** BEGIN DOCUMENT SEGMENT **

# Web scraping from Speedhome

I am building this scraper to get rental data from [Speedhome](https://speedhome.com) to analyze the rental industry in Kuala Lumpur based on data available on the website. Below are documentation of my work.

**Disclaimer**: I scraped this site for my own personal project. Please scrape responsibly and ethically. [Ethics in Web Scraping](https://towardsdatascience.com/ethics-in-web-scraping-b96b18136f01)


## Modules for web scraping
Import modules for web scraping: `requests` and `BeautifulSoup`

In [1]:
import requests
from bs4 import BeautifulSoup
from time import sleep
from random import randint
import pandas as pd

BASE_URL = "https://speedhome.com"

Below is the core code to scrape from Speedhome.

** END DOCUMENT SEGMENT **

> DIRECTIVE 1
Do the following statements agree with the Speedhome scraping page? Answer yes or no for each, quoting the deciding words of the page. (a) The scraper collects rental data in order to analyze the rental industry in Kuala Lumpur. (b) The author scraped the site for a commercial client. (c) The modules imported for web scraping are `requests` and `BeautifulSoup`.

** BEGIN RECORDED INFORMATION **

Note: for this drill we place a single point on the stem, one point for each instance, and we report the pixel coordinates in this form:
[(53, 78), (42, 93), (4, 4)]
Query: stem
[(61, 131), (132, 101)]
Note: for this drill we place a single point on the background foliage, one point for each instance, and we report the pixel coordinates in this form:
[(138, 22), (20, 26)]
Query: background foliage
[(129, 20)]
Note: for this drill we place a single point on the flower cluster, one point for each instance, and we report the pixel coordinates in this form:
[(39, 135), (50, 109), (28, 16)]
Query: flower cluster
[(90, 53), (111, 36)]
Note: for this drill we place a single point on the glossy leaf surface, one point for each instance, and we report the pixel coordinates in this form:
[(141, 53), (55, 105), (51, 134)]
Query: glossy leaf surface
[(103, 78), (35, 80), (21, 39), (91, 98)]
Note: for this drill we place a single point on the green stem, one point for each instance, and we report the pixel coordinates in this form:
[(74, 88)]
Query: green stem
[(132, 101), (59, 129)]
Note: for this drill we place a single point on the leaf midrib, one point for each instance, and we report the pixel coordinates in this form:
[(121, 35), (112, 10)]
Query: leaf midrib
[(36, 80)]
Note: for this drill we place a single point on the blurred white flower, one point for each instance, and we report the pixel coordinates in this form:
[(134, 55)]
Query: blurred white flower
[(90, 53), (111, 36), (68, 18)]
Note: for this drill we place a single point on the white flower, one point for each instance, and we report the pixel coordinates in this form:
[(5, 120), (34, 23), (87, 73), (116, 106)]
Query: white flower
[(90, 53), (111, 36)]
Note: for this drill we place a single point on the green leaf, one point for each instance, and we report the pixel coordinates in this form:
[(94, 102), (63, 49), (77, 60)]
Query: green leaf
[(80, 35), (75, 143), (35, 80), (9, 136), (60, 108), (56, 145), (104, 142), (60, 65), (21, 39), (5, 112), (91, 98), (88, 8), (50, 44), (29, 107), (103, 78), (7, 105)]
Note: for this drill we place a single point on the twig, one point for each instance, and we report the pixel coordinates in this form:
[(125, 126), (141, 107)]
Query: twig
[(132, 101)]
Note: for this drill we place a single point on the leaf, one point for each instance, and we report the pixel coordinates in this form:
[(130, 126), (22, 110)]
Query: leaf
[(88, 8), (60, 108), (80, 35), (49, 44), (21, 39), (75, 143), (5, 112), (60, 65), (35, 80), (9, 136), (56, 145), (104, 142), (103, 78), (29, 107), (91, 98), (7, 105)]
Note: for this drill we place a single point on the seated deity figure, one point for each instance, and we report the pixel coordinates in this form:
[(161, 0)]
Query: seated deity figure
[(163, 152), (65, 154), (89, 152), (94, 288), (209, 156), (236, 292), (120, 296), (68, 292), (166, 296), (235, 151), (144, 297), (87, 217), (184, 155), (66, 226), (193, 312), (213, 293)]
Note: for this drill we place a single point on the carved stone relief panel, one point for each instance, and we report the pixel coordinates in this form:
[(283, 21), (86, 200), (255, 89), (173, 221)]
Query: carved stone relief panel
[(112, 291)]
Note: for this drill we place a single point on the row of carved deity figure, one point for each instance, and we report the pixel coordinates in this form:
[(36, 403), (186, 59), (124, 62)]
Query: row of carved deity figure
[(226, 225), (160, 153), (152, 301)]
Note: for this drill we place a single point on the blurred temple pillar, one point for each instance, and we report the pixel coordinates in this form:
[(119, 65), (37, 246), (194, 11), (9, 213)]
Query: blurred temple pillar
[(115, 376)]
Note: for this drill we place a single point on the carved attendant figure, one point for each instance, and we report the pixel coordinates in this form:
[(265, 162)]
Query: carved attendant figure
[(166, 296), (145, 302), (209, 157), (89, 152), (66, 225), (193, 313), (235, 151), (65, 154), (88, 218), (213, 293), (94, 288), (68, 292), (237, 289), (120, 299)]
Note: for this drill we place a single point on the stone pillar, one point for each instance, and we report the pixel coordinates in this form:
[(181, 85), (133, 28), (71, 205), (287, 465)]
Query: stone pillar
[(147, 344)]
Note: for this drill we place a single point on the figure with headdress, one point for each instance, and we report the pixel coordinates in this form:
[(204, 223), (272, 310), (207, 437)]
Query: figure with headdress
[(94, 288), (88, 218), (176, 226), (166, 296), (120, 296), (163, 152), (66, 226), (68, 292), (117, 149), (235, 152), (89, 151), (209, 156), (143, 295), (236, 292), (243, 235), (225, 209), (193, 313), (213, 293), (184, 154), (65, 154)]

** END RECORDED INFORMATION **

> DIRECTIVE 2
Return, unchanged, the part of the rows that opens with the line containing "the twig, one" and closes with the line containing "[(115, 376)]", both of those lines included.

> FINAL ANSWER 1
(a) Yes: "to analyze the rental industry in Kuala Lumpur"
(b) No: "I scraped this site for my own personal project."
(c) Yes: "Import modules for web scraping: `requests` and `BeautifulSoup`"

> FINAL ANSWER 2
Note: for this drill we place a single point on the twig, one point for each instance, and we report the pixel coordinates in this form:
[(125, 126), (141, 107)]
Query: twig
[(132, 101)]
Note: for this drill we place a single point on the leaf, one point for each instance, and we report the pixel coordinates in this form:
[(130, 126), (22, 110)]
Query: leaf
[(88, 8), (60, 108), (80, 35), (49, 44), (21, 39), (75, 143), (5, 112), (60, 65), (35, 80), (9, 136), (56, 145), (104, 142), (103, 78), (29, 107), (91, 98), (7, 105)]
Note: for this drill we place a single point on the seated deity figure, one point for each instance, and we report the pixel coordinates in this form:
[(161, 0)]
Query: seated deity figure
[(163, 152), (65, 154), (89, 152), (94, 288), (209, 156), (236, 292), (120, 296), (68, 292), (166, 296), (235, 151), (144, 297), (87, 217), (184, 155), (66, 226), (193, 312), (213, 293)]
Note: for this drill we place a single point on the carved stone relief panel, one point for each instance, and we report the pixel coordinates in this form:
[(283, 21), (86, 200), (255, 89), (173, 221)]
Query: carved stone relief panel
[(112, 291)]
Note: for this drill we place a single point on the row of carved deity figure, one point for each instance, and we report the pixel coordinates in this form:
[(36, 403), (186, 59), (124, 62)]
Query: row of carved deity figure
[(226, 225), (160, 153), (152, 301)]
Note: for this drill we place a single point on the blurred temple pillar, one point for each instance, and we report the pixel coordinates in this form:
[(119, 65), (37, 246), (194, 11), (9, 213)]
Query: blurred temple pillar
[(115, 376)]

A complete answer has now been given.